- **DATASET**
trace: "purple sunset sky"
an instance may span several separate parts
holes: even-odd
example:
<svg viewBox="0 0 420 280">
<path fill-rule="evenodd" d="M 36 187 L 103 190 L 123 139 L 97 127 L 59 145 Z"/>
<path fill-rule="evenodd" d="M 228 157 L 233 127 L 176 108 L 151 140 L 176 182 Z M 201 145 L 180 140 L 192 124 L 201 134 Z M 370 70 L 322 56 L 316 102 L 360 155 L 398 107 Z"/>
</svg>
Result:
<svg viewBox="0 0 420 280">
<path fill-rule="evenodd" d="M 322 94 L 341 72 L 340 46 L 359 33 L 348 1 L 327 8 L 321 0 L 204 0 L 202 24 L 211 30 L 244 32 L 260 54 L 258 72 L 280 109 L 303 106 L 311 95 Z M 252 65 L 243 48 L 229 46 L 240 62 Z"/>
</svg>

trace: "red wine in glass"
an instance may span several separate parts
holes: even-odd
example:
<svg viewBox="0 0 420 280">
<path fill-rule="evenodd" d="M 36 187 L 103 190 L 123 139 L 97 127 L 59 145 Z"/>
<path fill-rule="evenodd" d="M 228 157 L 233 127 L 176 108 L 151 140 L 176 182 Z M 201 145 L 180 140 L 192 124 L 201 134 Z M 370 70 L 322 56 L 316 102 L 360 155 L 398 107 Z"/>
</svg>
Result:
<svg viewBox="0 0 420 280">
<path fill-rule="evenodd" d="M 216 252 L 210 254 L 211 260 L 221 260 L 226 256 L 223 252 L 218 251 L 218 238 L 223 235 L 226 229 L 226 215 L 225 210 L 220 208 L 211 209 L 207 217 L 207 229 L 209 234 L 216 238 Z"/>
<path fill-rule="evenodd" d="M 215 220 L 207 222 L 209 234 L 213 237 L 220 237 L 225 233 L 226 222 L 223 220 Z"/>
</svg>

- **WHAT TO PRODUCE**
Convert all of the lines above into a numbered list, leaving out the blank lines.

- **SOLUTION TO THE PROBLEM**
1. trace: "purple sunset sky"
2. an instance may span several separate parts
3. holes: even-odd
4. example:
5. <svg viewBox="0 0 420 280">
6. <path fill-rule="evenodd" d="M 36 187 L 103 190 L 123 139 L 97 127 L 59 145 Z"/>
7. <path fill-rule="evenodd" d="M 228 157 L 233 127 L 176 108 L 151 140 L 176 182 Z M 201 145 L 180 140 L 192 124 L 201 134 Z M 370 70 L 322 56 L 316 102 L 360 155 L 398 107 Z"/>
8. </svg>
9. Result:
10. <svg viewBox="0 0 420 280">
11. <path fill-rule="evenodd" d="M 322 94 L 341 72 L 340 46 L 359 33 L 348 1 L 327 8 L 321 0 L 204 0 L 202 24 L 211 30 L 244 32 L 260 54 L 258 72 L 280 109 L 303 106 L 311 95 Z M 252 65 L 243 48 L 229 46 L 240 62 Z"/>
12. </svg>
13. trace: "red wine in glass"
14. an instance may span several separate parts
15. holes: even-odd
16. example:
17. <svg viewBox="0 0 420 280">
18. <path fill-rule="evenodd" d="M 36 187 L 103 190 L 123 139 L 97 127 L 59 145 Z"/>
19. <path fill-rule="evenodd" d="M 228 157 L 233 127 L 176 108 L 151 140 L 176 182 Z M 201 145 L 180 140 L 192 124 L 201 134 Z M 370 70 L 322 56 L 316 102 L 360 155 L 398 107 Z"/>
20. </svg>
21. Result:
22. <svg viewBox="0 0 420 280">
23. <path fill-rule="evenodd" d="M 216 252 L 210 254 L 211 260 L 221 260 L 226 256 L 223 252 L 218 251 L 218 238 L 223 235 L 226 229 L 226 215 L 225 210 L 220 208 L 211 209 L 207 217 L 207 229 L 209 234 L 216 238 Z"/>
24. <path fill-rule="evenodd" d="M 215 220 L 207 222 L 209 234 L 213 237 L 220 237 L 225 233 L 226 222 L 223 220 Z"/>
25. </svg>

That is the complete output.